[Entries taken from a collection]
*** Begin section ***

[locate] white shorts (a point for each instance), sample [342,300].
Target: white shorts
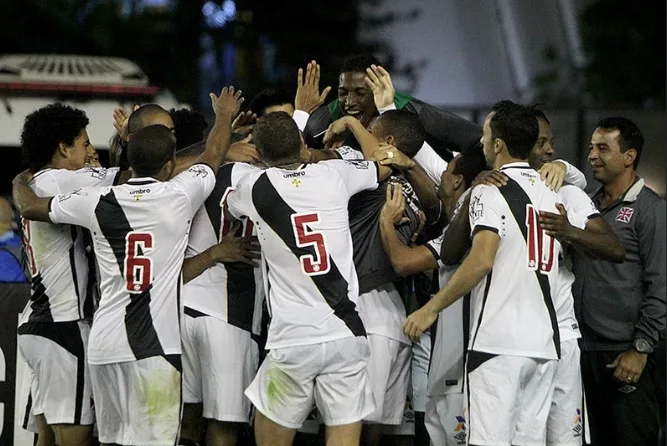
[565,424]
[421,356]
[444,419]
[333,374]
[60,388]
[138,402]
[508,399]
[219,362]
[389,374]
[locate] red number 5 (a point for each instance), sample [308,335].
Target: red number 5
[138,268]
[540,245]
[307,237]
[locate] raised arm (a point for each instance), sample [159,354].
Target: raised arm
[225,108]
[28,204]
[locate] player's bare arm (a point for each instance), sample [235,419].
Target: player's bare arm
[473,269]
[232,248]
[308,97]
[597,240]
[404,259]
[225,108]
[28,204]
[456,241]
[421,183]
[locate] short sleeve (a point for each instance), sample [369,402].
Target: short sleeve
[486,210]
[300,117]
[350,154]
[69,180]
[197,182]
[76,207]
[580,208]
[431,162]
[356,175]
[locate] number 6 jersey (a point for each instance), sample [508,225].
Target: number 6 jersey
[513,308]
[302,225]
[140,232]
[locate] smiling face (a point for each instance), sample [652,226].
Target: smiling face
[355,98]
[543,149]
[605,157]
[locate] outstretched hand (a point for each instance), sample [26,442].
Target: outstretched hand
[308,97]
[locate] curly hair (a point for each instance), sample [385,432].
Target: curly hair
[46,128]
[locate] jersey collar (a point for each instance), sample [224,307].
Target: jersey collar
[516,165]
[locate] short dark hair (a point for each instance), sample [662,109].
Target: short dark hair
[189,127]
[268,98]
[539,114]
[358,63]
[46,128]
[630,136]
[139,117]
[277,137]
[471,163]
[150,148]
[406,128]
[516,125]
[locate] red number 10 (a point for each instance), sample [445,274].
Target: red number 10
[540,245]
[306,237]
[138,268]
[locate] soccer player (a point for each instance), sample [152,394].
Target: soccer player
[514,337]
[380,304]
[317,342]
[223,310]
[55,324]
[135,347]
[444,406]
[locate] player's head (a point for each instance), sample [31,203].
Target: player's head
[147,115]
[189,127]
[509,132]
[543,149]
[151,152]
[277,138]
[461,172]
[401,129]
[56,135]
[354,96]
[615,148]
[271,100]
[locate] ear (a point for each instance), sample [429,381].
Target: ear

*** End section ***

*Exercise objective*
Copy each entry above exactly; drop the pictures.

*Task solution*
[locate] white shorts (a point for each instance), sample [342,300].
Target: white shorts
[565,424]
[421,356]
[444,419]
[333,374]
[60,388]
[138,402]
[508,399]
[219,362]
[389,374]
[locate] red number 5 (a point for each instance), sample [308,335].
Target: red number 5
[138,268]
[540,245]
[307,237]
[locate] raised arm (a point for each instance), sample [159,354].
Target: raised arm
[225,108]
[28,204]
[locate] player's bare arm (a point for each instance), sample [235,419].
Target: player's bare arm
[473,269]
[232,248]
[308,97]
[597,240]
[404,259]
[225,108]
[28,204]
[456,241]
[421,183]
[locate] short sleeve (a point for each instance), sample [369,402].
Target: short sleeve
[486,210]
[300,117]
[350,154]
[69,180]
[197,182]
[76,207]
[580,208]
[431,162]
[356,175]
[locate] number 6 jersey (a point for each instance), sample [508,225].
Target: number 6 jersey
[513,308]
[302,225]
[140,232]
[locate] smiling face (a point for each instance), sample [652,226].
Target: smiling face
[355,98]
[543,149]
[605,157]
[locate] outstretched hand (a point for each instance), sample [26,442].
Target: outstretched hand
[308,97]
[locate] curly hair (a point for each instance), sample [385,432].
Target: curly hair
[46,128]
[locate] jersey collar (a point for each instance), sample [224,307].
Target: jersey collar
[516,165]
[locate] short dark hair (a point for each instance), sample [662,109].
Target: short dark hair
[189,127]
[268,98]
[539,114]
[358,63]
[46,128]
[630,136]
[139,117]
[277,137]
[471,163]
[150,148]
[406,128]
[516,125]
[locate] red number 10 (a point for each instance), sample [445,274].
Target: red number 10
[540,245]
[306,237]
[138,268]
[locate] soccer player (a point for each instance), sample [152,394].
Target: soccer player
[514,337]
[380,304]
[317,342]
[223,310]
[55,324]
[135,347]
[444,406]
[locate] player's head (a point for each instance), sample [31,203].
Target: player's head
[147,115]
[189,127]
[509,132]
[543,149]
[151,152]
[277,138]
[461,172]
[401,129]
[56,135]
[354,96]
[615,148]
[271,100]
[locate] ear (a point for each instance), sample [429,381].
Target: ear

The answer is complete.